### Directions for this task
Reproduce word for word the data from its first line through the line containing "Segment every instance of the bare", including both of those lines.

### Excerpts from segmentation records

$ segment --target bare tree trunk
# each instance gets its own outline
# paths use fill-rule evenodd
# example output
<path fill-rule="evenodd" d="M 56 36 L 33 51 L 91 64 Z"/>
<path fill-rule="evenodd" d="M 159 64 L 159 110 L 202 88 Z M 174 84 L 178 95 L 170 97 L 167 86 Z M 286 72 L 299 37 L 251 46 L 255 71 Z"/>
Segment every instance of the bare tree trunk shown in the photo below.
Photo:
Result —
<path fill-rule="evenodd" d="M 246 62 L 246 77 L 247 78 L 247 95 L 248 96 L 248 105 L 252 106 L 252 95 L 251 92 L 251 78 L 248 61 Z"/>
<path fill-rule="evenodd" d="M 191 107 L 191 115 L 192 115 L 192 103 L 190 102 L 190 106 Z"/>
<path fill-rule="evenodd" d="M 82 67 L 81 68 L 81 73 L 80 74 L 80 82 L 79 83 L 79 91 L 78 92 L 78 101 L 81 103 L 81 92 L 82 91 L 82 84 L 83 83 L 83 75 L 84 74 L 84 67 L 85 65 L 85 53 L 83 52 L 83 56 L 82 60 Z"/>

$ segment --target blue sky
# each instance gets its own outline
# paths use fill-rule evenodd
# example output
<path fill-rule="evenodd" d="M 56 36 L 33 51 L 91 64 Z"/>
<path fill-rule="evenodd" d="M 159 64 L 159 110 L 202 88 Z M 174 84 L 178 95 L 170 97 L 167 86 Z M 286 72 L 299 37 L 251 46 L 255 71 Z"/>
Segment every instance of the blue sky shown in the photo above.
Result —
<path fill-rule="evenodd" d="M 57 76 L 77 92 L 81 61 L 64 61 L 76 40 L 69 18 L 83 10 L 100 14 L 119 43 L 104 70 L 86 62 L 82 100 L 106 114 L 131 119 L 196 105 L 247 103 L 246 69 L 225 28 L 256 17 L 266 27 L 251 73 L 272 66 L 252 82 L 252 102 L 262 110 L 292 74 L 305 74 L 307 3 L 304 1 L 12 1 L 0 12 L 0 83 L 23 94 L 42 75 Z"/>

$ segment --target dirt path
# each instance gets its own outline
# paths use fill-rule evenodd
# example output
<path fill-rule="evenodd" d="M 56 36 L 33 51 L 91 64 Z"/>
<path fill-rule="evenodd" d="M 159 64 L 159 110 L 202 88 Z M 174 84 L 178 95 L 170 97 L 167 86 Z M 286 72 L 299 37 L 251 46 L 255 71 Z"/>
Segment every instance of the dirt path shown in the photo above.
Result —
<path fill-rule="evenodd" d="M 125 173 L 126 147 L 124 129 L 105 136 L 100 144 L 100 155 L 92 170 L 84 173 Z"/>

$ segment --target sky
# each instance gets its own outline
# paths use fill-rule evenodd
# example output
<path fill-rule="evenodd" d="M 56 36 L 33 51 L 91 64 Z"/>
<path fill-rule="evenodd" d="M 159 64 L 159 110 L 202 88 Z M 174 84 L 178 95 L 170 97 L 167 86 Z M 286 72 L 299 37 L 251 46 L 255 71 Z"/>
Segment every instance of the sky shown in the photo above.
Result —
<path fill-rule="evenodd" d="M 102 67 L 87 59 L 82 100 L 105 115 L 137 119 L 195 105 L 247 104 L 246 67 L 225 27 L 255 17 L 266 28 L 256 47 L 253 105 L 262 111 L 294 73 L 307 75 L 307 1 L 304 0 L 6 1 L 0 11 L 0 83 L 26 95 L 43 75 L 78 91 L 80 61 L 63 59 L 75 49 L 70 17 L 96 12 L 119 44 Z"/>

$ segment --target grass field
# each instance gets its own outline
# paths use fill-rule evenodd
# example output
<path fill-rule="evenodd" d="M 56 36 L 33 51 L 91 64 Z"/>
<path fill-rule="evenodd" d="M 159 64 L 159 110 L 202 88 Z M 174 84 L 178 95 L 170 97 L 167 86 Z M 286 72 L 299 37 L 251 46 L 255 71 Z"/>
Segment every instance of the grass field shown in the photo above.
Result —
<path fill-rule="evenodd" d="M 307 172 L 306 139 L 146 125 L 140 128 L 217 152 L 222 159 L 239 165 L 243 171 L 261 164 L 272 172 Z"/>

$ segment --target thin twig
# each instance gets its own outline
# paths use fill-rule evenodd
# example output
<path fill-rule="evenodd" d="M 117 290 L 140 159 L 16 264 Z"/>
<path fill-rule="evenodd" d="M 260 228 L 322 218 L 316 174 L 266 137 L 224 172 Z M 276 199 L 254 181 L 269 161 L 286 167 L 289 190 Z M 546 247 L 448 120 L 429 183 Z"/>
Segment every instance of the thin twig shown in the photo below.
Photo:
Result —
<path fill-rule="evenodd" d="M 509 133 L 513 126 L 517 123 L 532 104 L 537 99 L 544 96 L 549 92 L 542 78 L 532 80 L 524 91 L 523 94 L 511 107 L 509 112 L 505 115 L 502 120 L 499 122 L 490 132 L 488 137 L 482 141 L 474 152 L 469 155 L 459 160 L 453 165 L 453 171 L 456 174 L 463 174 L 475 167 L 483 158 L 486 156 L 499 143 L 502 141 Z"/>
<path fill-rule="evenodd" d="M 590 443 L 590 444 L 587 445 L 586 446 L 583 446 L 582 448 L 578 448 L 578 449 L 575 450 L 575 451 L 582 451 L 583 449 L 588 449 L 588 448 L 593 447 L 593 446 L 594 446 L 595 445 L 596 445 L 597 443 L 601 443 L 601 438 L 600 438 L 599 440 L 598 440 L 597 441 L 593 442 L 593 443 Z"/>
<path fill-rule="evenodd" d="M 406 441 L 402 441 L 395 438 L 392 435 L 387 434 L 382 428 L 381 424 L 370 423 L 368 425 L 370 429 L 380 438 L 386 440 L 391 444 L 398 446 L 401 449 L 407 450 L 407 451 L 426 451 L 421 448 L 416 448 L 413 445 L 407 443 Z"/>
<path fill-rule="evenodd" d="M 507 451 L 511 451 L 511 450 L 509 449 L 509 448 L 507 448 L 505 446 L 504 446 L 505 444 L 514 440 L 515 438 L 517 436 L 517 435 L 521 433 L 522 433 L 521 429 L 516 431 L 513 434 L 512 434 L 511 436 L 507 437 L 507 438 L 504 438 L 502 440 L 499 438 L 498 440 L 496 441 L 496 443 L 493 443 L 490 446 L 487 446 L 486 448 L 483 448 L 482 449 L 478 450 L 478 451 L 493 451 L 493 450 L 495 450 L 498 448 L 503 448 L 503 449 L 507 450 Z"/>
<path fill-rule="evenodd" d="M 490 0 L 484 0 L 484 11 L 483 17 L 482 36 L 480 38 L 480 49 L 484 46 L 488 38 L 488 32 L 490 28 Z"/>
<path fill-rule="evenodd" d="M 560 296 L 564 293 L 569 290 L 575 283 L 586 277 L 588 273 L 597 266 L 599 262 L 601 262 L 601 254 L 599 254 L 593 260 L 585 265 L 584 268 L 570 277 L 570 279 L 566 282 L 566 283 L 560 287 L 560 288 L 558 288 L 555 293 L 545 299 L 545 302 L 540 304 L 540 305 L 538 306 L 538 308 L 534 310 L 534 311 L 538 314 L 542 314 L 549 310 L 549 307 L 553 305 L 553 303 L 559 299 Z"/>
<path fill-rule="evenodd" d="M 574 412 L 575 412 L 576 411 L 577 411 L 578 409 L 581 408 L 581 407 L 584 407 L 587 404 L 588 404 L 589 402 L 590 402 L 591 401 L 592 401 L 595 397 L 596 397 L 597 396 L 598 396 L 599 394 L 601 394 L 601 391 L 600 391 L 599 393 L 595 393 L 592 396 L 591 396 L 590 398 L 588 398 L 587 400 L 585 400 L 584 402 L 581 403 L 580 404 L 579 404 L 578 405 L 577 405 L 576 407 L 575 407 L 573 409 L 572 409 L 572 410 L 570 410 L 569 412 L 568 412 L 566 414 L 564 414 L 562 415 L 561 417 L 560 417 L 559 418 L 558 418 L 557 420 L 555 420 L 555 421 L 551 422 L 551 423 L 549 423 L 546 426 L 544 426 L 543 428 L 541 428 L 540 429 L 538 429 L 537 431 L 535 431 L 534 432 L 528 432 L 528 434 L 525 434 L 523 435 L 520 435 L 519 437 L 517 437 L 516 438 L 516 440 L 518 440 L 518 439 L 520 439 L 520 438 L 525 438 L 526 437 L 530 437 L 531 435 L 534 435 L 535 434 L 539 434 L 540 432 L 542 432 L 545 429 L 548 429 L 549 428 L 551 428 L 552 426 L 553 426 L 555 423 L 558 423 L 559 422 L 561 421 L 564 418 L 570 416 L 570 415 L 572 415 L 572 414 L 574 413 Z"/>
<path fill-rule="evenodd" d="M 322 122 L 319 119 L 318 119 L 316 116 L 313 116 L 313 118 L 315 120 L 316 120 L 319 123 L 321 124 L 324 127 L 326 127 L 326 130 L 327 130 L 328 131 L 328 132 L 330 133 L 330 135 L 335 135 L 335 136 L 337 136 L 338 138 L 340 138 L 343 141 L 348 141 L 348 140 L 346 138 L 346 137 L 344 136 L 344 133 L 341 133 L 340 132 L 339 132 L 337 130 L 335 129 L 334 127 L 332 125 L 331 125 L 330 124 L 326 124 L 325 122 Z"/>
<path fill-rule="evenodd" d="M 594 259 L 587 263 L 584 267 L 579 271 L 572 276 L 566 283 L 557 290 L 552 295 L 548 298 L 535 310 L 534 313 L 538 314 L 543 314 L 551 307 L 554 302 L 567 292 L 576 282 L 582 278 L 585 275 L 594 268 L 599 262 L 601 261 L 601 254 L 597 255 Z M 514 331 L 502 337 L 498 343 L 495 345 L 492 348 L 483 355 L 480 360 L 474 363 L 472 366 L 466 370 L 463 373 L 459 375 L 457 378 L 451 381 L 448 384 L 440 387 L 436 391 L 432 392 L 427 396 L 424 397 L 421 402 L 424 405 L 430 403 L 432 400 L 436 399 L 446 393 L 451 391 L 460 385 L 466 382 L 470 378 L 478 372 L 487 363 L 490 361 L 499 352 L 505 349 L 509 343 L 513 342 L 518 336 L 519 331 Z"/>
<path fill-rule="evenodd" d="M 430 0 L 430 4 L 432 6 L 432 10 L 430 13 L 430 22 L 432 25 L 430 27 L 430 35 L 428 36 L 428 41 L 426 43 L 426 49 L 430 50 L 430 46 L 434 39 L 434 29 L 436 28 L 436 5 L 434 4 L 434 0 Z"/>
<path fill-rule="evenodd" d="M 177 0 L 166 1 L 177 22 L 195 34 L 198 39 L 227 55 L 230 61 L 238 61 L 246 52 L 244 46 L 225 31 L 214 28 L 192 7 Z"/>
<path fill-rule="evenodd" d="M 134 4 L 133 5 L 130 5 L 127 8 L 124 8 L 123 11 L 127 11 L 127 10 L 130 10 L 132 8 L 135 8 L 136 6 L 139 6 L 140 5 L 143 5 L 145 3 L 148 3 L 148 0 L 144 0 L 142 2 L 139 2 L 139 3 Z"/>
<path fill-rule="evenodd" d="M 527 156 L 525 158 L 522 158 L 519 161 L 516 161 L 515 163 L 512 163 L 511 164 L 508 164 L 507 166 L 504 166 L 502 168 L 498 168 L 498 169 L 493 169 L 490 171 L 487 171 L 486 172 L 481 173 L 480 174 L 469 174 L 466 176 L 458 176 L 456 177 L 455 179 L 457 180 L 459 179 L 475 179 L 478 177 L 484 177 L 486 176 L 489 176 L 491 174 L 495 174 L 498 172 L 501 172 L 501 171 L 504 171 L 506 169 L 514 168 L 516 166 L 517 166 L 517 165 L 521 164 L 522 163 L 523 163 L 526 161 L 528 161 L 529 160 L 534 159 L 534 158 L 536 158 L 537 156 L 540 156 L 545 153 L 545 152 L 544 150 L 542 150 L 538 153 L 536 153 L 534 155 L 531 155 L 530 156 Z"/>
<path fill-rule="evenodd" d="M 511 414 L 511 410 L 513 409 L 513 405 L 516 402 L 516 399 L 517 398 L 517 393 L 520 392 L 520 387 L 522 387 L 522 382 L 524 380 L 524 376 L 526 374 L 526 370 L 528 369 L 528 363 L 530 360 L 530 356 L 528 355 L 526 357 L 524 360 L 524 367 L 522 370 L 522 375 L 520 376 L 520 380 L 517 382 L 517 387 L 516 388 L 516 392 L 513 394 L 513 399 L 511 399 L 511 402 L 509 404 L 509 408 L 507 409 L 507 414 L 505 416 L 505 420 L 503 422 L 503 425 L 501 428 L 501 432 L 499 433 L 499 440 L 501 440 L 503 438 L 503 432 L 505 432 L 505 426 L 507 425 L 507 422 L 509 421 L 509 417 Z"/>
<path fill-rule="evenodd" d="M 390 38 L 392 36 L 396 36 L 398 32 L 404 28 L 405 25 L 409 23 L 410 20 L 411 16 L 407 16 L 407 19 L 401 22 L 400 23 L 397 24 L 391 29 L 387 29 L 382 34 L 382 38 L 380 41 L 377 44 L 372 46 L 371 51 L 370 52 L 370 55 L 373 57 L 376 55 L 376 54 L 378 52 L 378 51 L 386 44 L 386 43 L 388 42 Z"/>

### Written solution
$ segment --target bare tree trunk
# each instance gets its own outline
# paths use fill-rule evenodd
# example output
<path fill-rule="evenodd" d="M 56 36 L 33 51 L 91 64 Z"/>
<path fill-rule="evenodd" d="M 159 64 L 159 110 L 202 88 Z M 174 84 L 178 95 L 170 97 L 167 86 Z M 286 72 L 299 37 L 251 46 L 255 71 Z"/>
Segment every instance of the bare tree trunk shown in the photo below.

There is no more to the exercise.